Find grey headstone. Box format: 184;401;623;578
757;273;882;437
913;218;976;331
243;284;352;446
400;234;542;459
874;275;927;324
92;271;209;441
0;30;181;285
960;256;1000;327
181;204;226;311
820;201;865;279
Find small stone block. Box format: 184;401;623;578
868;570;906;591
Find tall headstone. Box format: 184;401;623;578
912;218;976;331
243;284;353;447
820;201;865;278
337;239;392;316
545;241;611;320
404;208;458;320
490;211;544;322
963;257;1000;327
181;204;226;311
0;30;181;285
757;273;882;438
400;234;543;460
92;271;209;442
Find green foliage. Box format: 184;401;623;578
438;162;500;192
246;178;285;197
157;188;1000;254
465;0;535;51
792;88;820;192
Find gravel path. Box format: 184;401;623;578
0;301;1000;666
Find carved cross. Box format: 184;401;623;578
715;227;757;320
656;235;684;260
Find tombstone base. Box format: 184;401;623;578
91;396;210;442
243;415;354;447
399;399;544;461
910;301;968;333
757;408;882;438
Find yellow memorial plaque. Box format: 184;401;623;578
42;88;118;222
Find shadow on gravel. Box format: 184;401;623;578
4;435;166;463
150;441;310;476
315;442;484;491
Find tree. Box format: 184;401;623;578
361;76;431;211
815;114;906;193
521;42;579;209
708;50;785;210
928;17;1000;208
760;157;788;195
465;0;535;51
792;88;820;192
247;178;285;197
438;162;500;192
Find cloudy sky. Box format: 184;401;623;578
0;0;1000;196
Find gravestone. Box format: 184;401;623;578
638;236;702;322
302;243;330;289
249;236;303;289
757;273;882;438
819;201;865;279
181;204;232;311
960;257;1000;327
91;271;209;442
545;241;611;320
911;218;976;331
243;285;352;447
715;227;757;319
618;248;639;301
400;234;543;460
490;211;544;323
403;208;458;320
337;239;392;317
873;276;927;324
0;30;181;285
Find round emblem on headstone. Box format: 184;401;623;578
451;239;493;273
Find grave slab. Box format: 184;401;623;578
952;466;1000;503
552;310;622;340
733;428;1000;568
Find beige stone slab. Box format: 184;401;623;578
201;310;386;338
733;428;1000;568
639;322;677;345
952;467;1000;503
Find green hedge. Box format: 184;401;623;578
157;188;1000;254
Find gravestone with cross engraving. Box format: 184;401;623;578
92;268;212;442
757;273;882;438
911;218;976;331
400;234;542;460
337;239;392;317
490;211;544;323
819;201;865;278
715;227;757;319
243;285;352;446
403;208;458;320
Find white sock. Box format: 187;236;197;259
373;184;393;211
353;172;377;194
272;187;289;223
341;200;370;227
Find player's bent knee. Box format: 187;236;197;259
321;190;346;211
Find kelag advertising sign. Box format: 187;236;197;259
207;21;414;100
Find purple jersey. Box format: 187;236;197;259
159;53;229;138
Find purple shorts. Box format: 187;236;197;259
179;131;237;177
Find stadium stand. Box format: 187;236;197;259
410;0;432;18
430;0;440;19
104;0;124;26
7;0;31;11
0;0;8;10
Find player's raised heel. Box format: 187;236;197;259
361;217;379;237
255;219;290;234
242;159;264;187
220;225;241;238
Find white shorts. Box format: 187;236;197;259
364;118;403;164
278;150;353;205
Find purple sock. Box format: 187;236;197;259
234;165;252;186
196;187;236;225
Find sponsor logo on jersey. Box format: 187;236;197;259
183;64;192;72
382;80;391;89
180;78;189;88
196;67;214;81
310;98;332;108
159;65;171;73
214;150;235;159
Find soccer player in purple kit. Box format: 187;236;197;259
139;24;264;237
──────────
Written request: Every entry above should be retyped exactly as shown.

Exercise answer:
Find grey headstone. Box format: 184;401;623;578
757;273;882;437
913;218;976;331
243;284;352;446
400;234;542;459
874;275;927;324
92;271;209;441
0;30;181;285
960;256;1000;327
181;204;226;311
820;201;865;279
Find small stone block. Box format: 184;401;623;578
868;570;906;591
Find tall headstone. Box format: 184;401;623;578
912;218;976;331
243;284;353;447
820;201;865;278
337;239;392;316
545;241;611;320
404;208;458;320
490;211;544;322
963;257;1000;327
181;204;226;311
0;30;181;285
757;273;882;438
400;234;543;460
92;271;209;442
Find green foliage. Box format: 184;401;623;578
438;162;500;192
246;178;285;197
157;188;1000;254
465;0;535;51
792;88;820;192
Find gravel path. Box format: 184;401;623;578
0;301;1000;666
Find carved cross. Box format: 184;401;623;578
715;227;757;320
656;235;684;260
Find tombstone base. Box format: 184;401;623;578
91;396;210;442
243;415;354;447
399;399;544;461
910;301;968;333
757;408;882;438
Find yellow memorial plaque. Box format: 184;401;623;578
42;88;118;222
Find shadow on gravel. Box format: 184;401;623;578
4;435;166;463
150;441;310;476
315;442;484;491
Find tree. Box format: 184;401;623;578
361;76;431;211
815;114;906;193
521;42;579;209
708;50;785;210
928;17;1000;208
760;157;788;195
465;0;535;51
792;88;820;192
247;178;285;197
438;162;500;192
Find cloudy sky. Box format: 184;401;623;578
0;0;1000;196
Find gravestone. Box format: 184;401;623;578
638;236;702;322
302;243;330;289
249;236;303;289
757;273;882;438
819;201;865;279
181;204;232;311
960;257;1000;327
91;271;209;442
545;241;611;320
911;218;976;331
243;285;352;447
715;227;757;319
618;248;639;301
400;234;543;460
490;211;544;323
403;208;458;320
337;239;392;317
873;276;927;324
0;30;181;285
Find round emblem on headstone. Box format: 184;401;623;578
451;239;493;273
Find grave slab. Box format: 184;401;623;578
952;466;1000;503
552;310;622;340
733;428;1000;568
Find beige stone slab. Box format: 184;401;623;578
201;310;386;338
733;428;1000;568
639;322;677;345
952;467;1000;503
Find green hedge. Box format: 184;401;623;578
157;188;1000;254
Find gravestone with cross engraving. Box format: 184;401;623;578
92;268;212;442
757;273;882;438
911;218;976;331
400;234;542;460
337;239;392;317
490;211;544;323
819;201;865;278
715;227;757;319
243;285;352;446
403;208;458;320
Find white sock. Box format: 187;236;197;259
373;184;393;211
353;172;377;194
272;187;289;223
341;200;370;227
Find player's bent knee. Box format: 187;236;197;259
321;190;346;211
Find kelag advertising sign. Box format: 187;236;197;259
207;21;414;100
Find purple jersey. Box format: 187;236;197;259
159;53;229;138
Find purple shorts. Box format: 187;236;197;259
179;131;237;177
Find stadium stand. Box format: 187;236;197;259
410;0;432;18
430;0;440;19
104;0;124;26
7;0;31;11
0;0;8;10
Find player's raised heel. Box format: 187;236;197;259
361;217;379;237
255;219;290;234
242;159;264;187
220;225;241;238
Find white shorts. Box format: 187;236;197;259
364;118;403;164
278;150;353;205
Find purple sock. Box format: 187;236;197;259
234;165;252;186
196;187;236;225
Find sponsor logo on jersey. Box format: 187;236;197;259
183;64;192;72
382;80;391;89
180;78;189;88
196;67;214;81
310;98;332;108
159;65;171;73
214;150;235;159
Find soccer player in purple kit. Box format: 187;236;197;259
139;24;264;237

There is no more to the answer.